* _Exercise details_
Answer these questions from the news excerpt on Florida ballot amendments:
(a) What office does Tom Lee hold?
(b) Which association's doctors pleaded with legislators to soften the "right to know" amendment?
(c) Under the legislators' plan, who would decide which malpractice cases count as strikes?

* _Text provided_
House and Senate leaders say they are simply trying to sort out the complicated questions surrounding the issues put on the ballot by multimillion-dollar advocacy campaigns that had no concern for how to make the policy change work.

''A lot of things are getting on the ballot that make for great politics but very poor policy,'' said Senate President Tom Lee, a Brandon Republican. ``You get them into the legislative process, and see how these issues play out . . . and the Legislature is forced by its conscience to weigh in.''

SEVERAL ISSUES

Some examples:

•• Doctors with the Florida Medical Association pleaded with legislators in several committees to soften the impact of the amendment that gives patients the ''right to know'' about past medical mistakes involving doctors and hospitals.

They fear the measure will discourage doctors from practicing in Florida and harm their peer review process.

The bill moving through the House does lessen the amendment's impact: It limits which patients can obtain the records, barring anyone who just wants to doctor shop or check a hospital's record on something like infection control.

•• The amendment to get tough on bad doctors, which would require the state to repeal the license of doctors found guilty of three incidents of medical malpractice, has been restricted in both the House and Senate. Rather than allow for a blanket repeal of the medical license after a judge or jury finds the doctor guilty three times, legislators want to let the doctor-controlled Board of Medicine decide which cases qualify as strikes.

* _Stored data entries_

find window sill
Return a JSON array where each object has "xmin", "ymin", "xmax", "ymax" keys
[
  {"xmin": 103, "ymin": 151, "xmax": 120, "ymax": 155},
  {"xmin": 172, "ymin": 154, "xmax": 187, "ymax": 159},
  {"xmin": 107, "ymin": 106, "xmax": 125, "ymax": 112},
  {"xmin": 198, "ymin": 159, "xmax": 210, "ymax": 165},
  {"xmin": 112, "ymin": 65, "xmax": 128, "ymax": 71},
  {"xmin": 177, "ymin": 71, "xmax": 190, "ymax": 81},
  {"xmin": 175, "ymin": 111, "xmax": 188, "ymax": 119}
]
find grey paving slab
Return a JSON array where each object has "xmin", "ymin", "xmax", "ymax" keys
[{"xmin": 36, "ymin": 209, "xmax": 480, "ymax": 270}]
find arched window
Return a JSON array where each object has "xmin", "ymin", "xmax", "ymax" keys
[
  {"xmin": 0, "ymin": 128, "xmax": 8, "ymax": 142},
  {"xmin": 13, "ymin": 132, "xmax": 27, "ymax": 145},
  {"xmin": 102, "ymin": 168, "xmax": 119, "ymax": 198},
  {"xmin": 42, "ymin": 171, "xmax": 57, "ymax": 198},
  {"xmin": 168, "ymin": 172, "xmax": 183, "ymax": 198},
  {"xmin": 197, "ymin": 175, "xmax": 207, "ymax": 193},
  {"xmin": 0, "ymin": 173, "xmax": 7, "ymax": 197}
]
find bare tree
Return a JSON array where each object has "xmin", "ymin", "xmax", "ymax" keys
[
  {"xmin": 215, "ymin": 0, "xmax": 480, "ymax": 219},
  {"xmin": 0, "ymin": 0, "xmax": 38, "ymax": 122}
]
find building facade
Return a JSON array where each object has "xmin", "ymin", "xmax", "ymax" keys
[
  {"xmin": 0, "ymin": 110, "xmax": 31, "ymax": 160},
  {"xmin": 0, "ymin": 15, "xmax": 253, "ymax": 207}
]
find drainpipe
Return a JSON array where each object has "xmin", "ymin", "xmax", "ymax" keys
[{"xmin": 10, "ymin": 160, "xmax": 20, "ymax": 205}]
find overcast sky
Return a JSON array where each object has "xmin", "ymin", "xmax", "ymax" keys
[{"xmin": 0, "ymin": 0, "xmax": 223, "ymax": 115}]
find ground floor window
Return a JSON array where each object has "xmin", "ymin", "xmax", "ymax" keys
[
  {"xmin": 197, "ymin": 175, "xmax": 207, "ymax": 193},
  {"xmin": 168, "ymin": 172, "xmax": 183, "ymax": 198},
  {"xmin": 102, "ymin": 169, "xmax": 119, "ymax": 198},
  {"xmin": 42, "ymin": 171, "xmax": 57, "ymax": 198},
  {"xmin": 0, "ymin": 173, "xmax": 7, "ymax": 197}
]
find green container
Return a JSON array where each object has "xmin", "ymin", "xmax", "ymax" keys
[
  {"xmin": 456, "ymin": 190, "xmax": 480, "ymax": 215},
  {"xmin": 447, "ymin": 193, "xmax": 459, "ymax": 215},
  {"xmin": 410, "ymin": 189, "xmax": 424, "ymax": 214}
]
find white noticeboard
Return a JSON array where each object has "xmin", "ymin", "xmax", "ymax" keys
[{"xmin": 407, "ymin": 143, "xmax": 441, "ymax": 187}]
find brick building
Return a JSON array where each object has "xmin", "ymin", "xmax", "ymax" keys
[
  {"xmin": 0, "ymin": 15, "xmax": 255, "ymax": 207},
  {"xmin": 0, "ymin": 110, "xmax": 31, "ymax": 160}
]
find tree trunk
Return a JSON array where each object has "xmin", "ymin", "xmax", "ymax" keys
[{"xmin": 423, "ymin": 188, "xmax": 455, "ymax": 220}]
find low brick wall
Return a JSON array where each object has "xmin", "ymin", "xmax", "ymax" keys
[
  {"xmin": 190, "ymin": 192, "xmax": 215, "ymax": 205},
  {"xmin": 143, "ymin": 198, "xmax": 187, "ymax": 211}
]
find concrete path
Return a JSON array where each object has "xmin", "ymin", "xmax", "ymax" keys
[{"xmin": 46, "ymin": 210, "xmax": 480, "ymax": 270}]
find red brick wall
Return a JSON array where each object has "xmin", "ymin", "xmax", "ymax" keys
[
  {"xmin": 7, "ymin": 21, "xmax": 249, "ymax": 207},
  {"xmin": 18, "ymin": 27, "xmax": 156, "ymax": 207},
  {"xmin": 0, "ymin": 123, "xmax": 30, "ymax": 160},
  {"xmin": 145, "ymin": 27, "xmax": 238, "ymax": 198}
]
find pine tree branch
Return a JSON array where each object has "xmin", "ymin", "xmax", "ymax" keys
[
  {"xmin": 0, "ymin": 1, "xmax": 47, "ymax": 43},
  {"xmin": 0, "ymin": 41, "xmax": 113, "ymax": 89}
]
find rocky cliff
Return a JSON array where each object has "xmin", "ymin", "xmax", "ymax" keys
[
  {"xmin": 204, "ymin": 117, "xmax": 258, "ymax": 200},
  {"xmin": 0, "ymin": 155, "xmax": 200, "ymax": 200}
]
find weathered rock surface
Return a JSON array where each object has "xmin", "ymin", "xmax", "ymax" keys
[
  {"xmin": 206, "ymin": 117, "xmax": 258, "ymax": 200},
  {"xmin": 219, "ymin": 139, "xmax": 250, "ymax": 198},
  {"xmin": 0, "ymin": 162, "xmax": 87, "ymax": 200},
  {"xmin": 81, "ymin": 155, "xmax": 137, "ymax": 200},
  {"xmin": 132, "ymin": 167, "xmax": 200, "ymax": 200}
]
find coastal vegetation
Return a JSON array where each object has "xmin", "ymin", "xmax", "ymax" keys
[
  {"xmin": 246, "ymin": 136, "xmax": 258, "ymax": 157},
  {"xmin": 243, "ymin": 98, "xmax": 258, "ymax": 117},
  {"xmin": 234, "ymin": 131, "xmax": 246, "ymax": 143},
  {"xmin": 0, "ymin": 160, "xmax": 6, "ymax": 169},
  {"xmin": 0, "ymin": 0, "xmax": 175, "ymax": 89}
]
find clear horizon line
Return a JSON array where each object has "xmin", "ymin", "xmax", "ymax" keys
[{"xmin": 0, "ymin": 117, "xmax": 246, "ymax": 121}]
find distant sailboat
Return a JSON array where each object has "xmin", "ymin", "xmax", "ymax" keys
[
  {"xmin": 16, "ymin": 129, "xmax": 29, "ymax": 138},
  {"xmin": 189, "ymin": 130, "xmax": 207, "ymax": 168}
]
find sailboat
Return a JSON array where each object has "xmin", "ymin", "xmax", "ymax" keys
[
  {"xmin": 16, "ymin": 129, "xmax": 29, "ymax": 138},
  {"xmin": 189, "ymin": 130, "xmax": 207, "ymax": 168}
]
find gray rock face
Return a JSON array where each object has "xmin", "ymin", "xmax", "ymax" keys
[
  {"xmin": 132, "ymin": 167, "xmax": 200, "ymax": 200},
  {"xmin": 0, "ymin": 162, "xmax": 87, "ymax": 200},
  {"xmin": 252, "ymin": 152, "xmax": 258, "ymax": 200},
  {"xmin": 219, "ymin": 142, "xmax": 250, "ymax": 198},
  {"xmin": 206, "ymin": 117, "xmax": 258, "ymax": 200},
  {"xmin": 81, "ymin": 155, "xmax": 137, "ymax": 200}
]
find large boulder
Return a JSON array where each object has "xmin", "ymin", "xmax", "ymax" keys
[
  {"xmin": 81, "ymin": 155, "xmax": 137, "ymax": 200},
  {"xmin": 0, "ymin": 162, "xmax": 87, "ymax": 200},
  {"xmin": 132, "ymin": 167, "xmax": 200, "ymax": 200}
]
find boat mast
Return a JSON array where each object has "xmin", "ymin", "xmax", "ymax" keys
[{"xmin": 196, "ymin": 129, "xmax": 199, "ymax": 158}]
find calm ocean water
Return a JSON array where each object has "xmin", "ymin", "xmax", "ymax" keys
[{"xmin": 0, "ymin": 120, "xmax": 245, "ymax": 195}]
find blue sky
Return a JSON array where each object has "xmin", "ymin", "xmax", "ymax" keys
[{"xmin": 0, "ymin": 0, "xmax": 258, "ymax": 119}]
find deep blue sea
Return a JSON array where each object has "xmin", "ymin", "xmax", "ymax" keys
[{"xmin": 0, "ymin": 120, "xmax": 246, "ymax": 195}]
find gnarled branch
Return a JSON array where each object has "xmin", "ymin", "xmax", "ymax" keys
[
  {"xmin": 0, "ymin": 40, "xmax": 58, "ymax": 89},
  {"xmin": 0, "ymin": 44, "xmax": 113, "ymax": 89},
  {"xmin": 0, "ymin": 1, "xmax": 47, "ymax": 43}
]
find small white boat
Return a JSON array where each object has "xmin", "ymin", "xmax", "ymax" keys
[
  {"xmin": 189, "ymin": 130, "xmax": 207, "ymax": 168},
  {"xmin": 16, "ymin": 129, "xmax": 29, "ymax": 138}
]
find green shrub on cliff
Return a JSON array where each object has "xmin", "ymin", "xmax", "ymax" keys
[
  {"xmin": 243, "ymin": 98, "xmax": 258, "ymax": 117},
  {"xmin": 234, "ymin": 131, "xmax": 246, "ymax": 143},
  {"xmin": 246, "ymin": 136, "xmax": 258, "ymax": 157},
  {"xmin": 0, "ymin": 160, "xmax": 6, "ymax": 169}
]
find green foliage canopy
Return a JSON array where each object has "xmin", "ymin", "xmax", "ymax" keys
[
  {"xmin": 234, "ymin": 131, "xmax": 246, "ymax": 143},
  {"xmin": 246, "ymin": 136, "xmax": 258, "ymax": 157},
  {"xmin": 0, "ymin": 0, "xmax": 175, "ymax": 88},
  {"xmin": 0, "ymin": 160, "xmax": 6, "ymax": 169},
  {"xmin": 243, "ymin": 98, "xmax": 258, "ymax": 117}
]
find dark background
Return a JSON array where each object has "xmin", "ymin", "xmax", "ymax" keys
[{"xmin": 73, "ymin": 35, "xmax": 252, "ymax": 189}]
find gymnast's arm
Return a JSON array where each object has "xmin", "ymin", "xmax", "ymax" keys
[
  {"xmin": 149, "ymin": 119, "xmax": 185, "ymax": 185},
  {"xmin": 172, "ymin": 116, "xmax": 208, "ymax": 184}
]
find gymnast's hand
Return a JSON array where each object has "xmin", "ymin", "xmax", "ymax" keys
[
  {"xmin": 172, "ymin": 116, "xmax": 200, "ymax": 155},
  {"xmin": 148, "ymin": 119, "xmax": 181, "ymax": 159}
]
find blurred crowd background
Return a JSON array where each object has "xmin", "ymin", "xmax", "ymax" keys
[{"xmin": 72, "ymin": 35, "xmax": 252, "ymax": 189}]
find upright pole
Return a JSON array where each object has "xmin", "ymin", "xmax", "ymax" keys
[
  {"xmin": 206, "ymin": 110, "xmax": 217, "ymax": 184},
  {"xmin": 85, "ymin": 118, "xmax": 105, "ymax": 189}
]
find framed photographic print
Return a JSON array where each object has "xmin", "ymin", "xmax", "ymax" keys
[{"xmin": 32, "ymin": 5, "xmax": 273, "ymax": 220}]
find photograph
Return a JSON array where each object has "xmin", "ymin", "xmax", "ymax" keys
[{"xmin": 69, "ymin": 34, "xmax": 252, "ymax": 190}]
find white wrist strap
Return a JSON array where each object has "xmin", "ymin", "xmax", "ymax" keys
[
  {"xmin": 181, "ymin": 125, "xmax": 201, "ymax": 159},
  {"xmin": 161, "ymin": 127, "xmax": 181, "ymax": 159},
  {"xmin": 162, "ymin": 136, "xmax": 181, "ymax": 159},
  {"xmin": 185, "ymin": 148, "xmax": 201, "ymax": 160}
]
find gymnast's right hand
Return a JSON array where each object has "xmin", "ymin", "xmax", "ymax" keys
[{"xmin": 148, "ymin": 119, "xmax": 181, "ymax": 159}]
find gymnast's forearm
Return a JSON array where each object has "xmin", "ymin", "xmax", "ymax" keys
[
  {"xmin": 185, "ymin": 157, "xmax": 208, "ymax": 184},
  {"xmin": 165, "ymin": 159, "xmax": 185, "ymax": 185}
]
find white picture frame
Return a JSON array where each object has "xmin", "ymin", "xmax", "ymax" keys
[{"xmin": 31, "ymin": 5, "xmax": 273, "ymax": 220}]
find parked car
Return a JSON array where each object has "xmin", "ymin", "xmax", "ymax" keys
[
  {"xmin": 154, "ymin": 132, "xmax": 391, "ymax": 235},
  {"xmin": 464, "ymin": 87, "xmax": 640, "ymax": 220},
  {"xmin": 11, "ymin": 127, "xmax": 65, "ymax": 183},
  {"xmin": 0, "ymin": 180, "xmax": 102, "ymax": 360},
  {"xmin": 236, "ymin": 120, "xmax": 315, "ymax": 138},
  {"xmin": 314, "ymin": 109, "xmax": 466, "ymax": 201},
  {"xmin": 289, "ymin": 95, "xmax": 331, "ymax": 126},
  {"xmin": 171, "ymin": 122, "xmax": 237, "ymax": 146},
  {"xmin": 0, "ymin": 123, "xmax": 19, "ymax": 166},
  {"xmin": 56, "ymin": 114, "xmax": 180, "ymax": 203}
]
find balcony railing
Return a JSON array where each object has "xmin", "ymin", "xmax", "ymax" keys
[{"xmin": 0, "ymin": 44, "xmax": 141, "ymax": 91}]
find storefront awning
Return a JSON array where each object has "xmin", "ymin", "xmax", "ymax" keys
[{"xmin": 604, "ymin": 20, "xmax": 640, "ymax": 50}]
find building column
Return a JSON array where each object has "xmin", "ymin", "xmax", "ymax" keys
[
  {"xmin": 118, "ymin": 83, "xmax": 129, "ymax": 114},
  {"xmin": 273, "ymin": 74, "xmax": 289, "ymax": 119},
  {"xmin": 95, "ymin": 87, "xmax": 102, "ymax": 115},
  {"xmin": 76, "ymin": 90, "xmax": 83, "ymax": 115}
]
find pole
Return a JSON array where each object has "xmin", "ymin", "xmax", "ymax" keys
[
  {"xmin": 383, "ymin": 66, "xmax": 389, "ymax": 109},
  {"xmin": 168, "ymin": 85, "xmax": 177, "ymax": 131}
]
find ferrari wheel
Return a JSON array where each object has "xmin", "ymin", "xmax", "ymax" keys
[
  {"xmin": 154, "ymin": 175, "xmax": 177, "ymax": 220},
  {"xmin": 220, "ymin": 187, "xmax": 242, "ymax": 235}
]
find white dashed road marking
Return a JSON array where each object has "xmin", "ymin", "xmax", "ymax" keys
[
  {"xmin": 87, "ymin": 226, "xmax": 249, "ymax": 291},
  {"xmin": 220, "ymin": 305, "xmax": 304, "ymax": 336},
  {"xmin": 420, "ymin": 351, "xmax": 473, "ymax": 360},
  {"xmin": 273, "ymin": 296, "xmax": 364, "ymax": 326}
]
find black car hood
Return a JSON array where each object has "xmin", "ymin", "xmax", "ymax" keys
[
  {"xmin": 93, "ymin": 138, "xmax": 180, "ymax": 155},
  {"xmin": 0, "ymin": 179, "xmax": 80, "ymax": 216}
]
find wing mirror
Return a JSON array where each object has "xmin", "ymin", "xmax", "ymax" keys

* _Reply_
(a) Senate President
(b) The Florida Medical Association
(c) The doctor-controlled Board of Medicine